Items from a data source
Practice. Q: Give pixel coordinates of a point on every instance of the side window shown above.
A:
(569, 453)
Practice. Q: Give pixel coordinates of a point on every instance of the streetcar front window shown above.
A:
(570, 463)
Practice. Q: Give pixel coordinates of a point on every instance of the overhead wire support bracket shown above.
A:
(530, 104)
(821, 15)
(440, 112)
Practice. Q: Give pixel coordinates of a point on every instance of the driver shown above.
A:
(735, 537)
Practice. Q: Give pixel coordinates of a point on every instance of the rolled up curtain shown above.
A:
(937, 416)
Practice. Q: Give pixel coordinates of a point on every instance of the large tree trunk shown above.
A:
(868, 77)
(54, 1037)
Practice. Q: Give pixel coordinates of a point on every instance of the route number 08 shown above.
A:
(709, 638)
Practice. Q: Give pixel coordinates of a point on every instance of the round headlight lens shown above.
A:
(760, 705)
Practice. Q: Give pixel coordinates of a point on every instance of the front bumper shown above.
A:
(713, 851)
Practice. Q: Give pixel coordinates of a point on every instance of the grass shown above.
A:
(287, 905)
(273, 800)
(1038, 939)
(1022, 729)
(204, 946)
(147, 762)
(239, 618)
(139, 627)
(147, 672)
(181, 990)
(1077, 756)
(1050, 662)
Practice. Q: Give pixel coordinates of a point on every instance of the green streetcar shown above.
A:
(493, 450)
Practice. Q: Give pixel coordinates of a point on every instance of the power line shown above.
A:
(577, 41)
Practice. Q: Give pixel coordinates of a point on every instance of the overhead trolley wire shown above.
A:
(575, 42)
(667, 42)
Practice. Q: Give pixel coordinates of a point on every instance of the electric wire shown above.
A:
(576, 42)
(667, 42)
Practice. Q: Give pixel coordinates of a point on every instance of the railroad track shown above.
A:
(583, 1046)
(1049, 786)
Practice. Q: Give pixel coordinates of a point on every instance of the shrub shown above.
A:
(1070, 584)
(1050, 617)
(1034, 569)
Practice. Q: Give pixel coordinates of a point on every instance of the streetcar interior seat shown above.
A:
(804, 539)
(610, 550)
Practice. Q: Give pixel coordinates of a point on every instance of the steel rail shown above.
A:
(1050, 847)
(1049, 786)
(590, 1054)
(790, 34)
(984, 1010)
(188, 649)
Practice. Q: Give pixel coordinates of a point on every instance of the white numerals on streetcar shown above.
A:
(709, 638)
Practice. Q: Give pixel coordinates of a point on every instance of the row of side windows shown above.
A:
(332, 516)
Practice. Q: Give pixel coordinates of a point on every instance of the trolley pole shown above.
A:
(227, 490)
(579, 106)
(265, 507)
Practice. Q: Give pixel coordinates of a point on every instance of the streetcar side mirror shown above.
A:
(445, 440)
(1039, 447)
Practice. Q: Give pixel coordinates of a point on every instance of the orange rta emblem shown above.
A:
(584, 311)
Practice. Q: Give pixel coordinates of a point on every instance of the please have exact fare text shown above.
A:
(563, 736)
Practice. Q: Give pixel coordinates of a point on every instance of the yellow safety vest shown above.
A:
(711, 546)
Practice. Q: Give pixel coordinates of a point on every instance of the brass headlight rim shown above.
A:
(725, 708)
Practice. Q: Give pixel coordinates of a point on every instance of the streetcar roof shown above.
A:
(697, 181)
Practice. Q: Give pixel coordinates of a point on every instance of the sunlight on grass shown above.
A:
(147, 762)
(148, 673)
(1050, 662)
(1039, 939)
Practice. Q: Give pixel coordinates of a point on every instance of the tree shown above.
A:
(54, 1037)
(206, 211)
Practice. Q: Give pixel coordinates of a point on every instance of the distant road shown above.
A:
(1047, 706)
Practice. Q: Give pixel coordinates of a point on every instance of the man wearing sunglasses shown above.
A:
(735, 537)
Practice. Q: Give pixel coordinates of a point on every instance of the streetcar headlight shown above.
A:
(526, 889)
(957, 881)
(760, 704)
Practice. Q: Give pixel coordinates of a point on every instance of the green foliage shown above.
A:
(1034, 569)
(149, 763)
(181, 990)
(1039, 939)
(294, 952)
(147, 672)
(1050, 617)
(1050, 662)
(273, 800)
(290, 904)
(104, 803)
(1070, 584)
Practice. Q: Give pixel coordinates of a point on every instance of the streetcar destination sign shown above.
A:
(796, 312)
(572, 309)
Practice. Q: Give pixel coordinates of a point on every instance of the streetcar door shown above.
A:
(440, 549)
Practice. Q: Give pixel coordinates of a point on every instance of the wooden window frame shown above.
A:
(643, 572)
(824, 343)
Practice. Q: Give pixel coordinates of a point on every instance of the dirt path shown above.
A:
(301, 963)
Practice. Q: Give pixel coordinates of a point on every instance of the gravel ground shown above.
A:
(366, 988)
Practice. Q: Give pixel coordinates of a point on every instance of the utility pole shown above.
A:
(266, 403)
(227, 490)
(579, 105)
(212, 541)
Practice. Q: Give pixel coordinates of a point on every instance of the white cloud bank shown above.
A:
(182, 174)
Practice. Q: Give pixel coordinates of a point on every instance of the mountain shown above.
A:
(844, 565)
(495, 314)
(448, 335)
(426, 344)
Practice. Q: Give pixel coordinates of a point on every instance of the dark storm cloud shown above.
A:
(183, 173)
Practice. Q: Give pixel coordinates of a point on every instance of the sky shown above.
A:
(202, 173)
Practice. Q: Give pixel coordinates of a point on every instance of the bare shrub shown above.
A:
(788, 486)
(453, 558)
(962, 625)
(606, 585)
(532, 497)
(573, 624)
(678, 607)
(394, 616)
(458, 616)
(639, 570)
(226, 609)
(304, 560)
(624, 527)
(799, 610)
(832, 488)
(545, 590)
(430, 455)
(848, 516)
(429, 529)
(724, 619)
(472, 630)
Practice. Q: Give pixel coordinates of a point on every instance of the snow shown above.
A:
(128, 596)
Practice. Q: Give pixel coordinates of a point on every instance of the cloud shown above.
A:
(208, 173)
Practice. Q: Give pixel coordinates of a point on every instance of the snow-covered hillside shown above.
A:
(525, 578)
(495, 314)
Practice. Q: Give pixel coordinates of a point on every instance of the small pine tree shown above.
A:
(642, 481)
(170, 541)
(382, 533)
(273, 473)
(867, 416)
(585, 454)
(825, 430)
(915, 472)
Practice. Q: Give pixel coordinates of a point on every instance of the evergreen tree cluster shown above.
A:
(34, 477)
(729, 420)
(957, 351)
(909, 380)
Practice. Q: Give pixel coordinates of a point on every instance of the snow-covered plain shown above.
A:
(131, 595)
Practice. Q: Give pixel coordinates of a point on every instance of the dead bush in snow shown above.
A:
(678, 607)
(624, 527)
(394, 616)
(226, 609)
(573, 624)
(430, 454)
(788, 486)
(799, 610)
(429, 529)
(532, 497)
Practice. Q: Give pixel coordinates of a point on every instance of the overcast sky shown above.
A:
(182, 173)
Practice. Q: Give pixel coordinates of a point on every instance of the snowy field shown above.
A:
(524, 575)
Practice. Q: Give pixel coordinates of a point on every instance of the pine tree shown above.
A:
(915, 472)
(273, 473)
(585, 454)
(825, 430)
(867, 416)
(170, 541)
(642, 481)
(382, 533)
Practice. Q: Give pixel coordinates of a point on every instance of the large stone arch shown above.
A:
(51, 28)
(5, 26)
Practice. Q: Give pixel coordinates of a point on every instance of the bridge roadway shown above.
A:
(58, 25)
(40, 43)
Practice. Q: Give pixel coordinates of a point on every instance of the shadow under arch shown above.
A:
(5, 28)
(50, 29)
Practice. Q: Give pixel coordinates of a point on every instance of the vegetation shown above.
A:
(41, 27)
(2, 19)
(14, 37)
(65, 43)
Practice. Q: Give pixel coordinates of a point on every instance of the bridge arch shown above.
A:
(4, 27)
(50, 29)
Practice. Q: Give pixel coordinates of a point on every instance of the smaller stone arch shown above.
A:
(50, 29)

• WORK ITEM:
Nothing in the records may change; write them out again in full.

• RESPONSE BELOW:
Practice. Q: Give pixel coordinates of a point on every instance of the side window shown above.
A:
(569, 453)
Practice. Q: Give pixel coordinates of a point on every instance of the streetcar front window shown above.
A:
(570, 463)
Practice. Q: Give pixel coordinates of a point on every instance of the overhead wire support bracket shown above.
A:
(530, 104)
(821, 15)
(440, 112)
Practice. Q: Give pixel coordinates of a point on every instance of the driver shown above.
A:
(735, 537)
Practice. Q: Give pixel coordinates of a point on every instance of the rolled up curtain shown above.
A:
(937, 416)
Practice. Q: Give pixel coordinates of a point on every instance of the large tree trunk shown above.
A:
(868, 77)
(54, 1037)
Practice. Q: Give pixel coordinates of a point on every instance of the route number 08 shown above.
A:
(709, 638)
Practice. Q: Give pixel coordinates of a point on every instance of the round headlight lens shown above.
A:
(760, 705)
Practice. Q: Give pixel coordinates of a point on every instance of the front bumper shown above.
A:
(713, 851)
Practice. Q: Give pixel coordinates of a point on every instance of the grass shown above.
A:
(287, 905)
(273, 800)
(1038, 939)
(1022, 729)
(204, 946)
(147, 762)
(239, 618)
(139, 627)
(147, 672)
(181, 990)
(1077, 756)
(1050, 662)
Practice. Q: Give pixel coordinates of a point on every instance of the green streetcar shown above.
A:
(493, 450)
Practice. Q: Give pixel coordinates of a point on every instance of the power line shown above.
A:
(577, 41)
Practice. Q: Give pixel coordinates of a point on every instance of the overhead trolley wire shown above.
A:
(575, 42)
(667, 42)
Practice. Q: Give pixel coordinates of a point on every instance of the electric wire shown above.
A:
(576, 42)
(667, 42)
Practice. Q: Give pixel coordinates of a point on every instance of the railroad track shown above.
A:
(583, 1046)
(1049, 786)
Practice. Q: Give pixel coordinates of a point on every instance of the shrub shown above.
A:
(1070, 584)
(1050, 617)
(1034, 569)
Practice. Q: Give pixel coordinates of a point on every instance of the streetcar interior seat shown above.
A:
(804, 539)
(610, 550)
Practice. Q: Give pixel coordinates of a point on every instance of the steel rail shown above.
A:
(1050, 847)
(1049, 786)
(590, 1054)
(790, 34)
(984, 1010)
(188, 649)
Practice. Q: Give pixel coordinates of a point on every instance of the white numerals on streetcar shown above.
A:
(709, 638)
Practice. Q: Give pixel coordinates of a point on every instance of the row of side windows shown above.
A:
(332, 516)
Practice. Q: Give pixel coordinates of a point on every instance of the trolley pole shown above.
A:
(227, 490)
(579, 106)
(265, 507)
Practice. Q: Give pixel coordinates of a point on every instance of the streetcar side mirror shown above.
A:
(445, 440)
(1039, 447)
Practice. Q: Give pixel coordinates of a point on every instance of the orange rta emblem shown above.
A:
(584, 311)
Practice. Q: Give pixel coordinates of a point on every instance of the please have exact fare text shown above.
A:
(563, 736)
Practice. Q: Give pixel coordinates of a point on every instance of the yellow safety vest shown above.
A:
(711, 546)
Practice. Q: Give pixel coordinates of a point on every instance of the brass headlight rim shown above.
A:
(725, 708)
Practice. Q: Give pixel coordinates of a point on every instance of the streetcar roof shown above.
A:
(697, 181)
Practice. Q: Give pixel coordinates of a point on every instance of the sunlight on grass shown above.
A:
(147, 762)
(148, 673)
(1050, 662)
(1039, 939)
Practice. Q: Give pixel coordinates of a point on every instance of the tree shown above.
A:
(54, 1037)
(206, 211)
Practice. Q: Give pixel coordinates of a point on every instance of the distant road shown above.
A:
(1047, 706)
Practice. Q: Give pixel coordinates of a point on every instance of the man wearing sunglasses shown above.
A:
(735, 537)
Practice. Q: Give pixel coordinates of a point on every instance of the streetcar headlight shown above.
A:
(526, 889)
(957, 881)
(760, 704)
Practice. Q: Give pixel coordinates of a point on every instance of the green foliage shown above.
A:
(1034, 569)
(149, 763)
(181, 990)
(1039, 939)
(294, 952)
(147, 672)
(1050, 617)
(1050, 662)
(273, 800)
(290, 904)
(104, 803)
(1070, 584)
Practice. Q: Give pixel coordinates of a point on every instance of the streetcar destination sign shown above.
A:
(796, 312)
(572, 309)
Practice. Q: Give pixel coordinates of a point on every instance of the streetcar door shown above.
A:
(440, 549)
Practice. Q: Give pixel coordinates of a point on every instance of the wooden window frame shown above.
A:
(643, 572)
(824, 343)
Practice. Q: Give pixel coordinates of a point on every instance of the dirt path shown above.
A:
(301, 963)
Practice. Q: Give pixel coordinates of a point on every instance of the gravel ground shown above.
A:
(366, 988)
Practice. Q: Give pixel coordinates of a point on every instance of the utility pole shown above.
A:
(266, 403)
(227, 490)
(579, 105)
(212, 541)
Practice. Q: Give pixel coordinates of a point on every instance of the white cloud bank shown above.
A:
(182, 174)
Practice. Q: Give pixel coordinates of a point on every instance of the mountain shown above.
A:
(844, 565)
(495, 314)
(448, 335)
(426, 344)
Practice. Q: Give pixel coordinates of a point on every instance of the dark storm cloud shown above.
A:
(183, 173)
Practice. Q: Give pixel coordinates of a point on every instance of the sky shown above.
A:
(202, 173)
Practice. Q: Give pixel coordinates of a point on every instance of the bare shrub shown above.
A:
(788, 486)
(453, 558)
(962, 625)
(606, 585)
(532, 497)
(573, 624)
(678, 607)
(394, 616)
(458, 616)
(639, 570)
(226, 609)
(304, 560)
(624, 527)
(799, 610)
(832, 488)
(545, 590)
(430, 455)
(848, 516)
(429, 529)
(724, 619)
(472, 630)
Practice. Q: Give pixel coordinates of a point on every instance of the snow shown above.
A:
(128, 596)
Practice. Q: Give pixel coordinates of a point on every instance of the cloud shown above.
A:
(208, 173)
Practice. Q: Give pixel coordinates of a point on every instance of the snow-covered hillside shown above.
A:
(525, 578)
(495, 314)
Practice. Q: Give pixel coordinates of a point on every instance of the small pine tree shown above.
A:
(642, 481)
(170, 541)
(382, 533)
(273, 473)
(867, 416)
(585, 454)
(825, 430)
(915, 472)
Practice. Q: Give pixel coordinates of a point on every instance of the evergreen tree cluster shown above.
A:
(34, 477)
(729, 420)
(957, 351)
(909, 380)
Practice. Q: Give pixel coordinates of a point on every instance of the snow-covered plain shown above.
A:
(131, 595)
Practice. Q: Give pixel coordinates of a point on every instance of the dead bush in snow shown above.
A:
(678, 607)
(624, 527)
(394, 616)
(226, 609)
(573, 624)
(430, 454)
(788, 486)
(799, 610)
(429, 529)
(532, 497)
Practice. Q: Give pixel coordinates of a point on every instance of the overcast sky shown above.
A:
(182, 173)
Practice. Q: Give pixel coordinates of a point on every instance of the snowy field shown above.
A:
(524, 575)
Practice. Q: Give pixel coordinates of a point on every instance of the pine tree shown above.
A:
(915, 472)
(273, 473)
(585, 454)
(825, 430)
(867, 416)
(170, 541)
(642, 481)
(382, 533)
Practice. Q: Give pixel coordinates of a point on every instance of the large stone arch shown above.
A:
(51, 28)
(5, 26)
Practice. Q: Give pixel coordinates of a point on every instance of the bridge roadway shown above.
A:
(58, 25)
(40, 43)
Practice. Q: Give pixel coordinates of a point on every instance of the shadow under arch shown above.
A:
(5, 28)
(50, 29)
Practice. Q: Give pixel coordinates of a point on every instance of the vegetation shown above.
A:
(41, 27)
(2, 19)
(14, 37)
(65, 43)
Practice. Q: Give pixel coordinates of a point on every instance of the bridge arch shown above.
A:
(4, 27)
(50, 29)
Practice. Q: Give pixel coordinates of a point on every instance of the smaller stone arch shown above.
A:
(50, 29)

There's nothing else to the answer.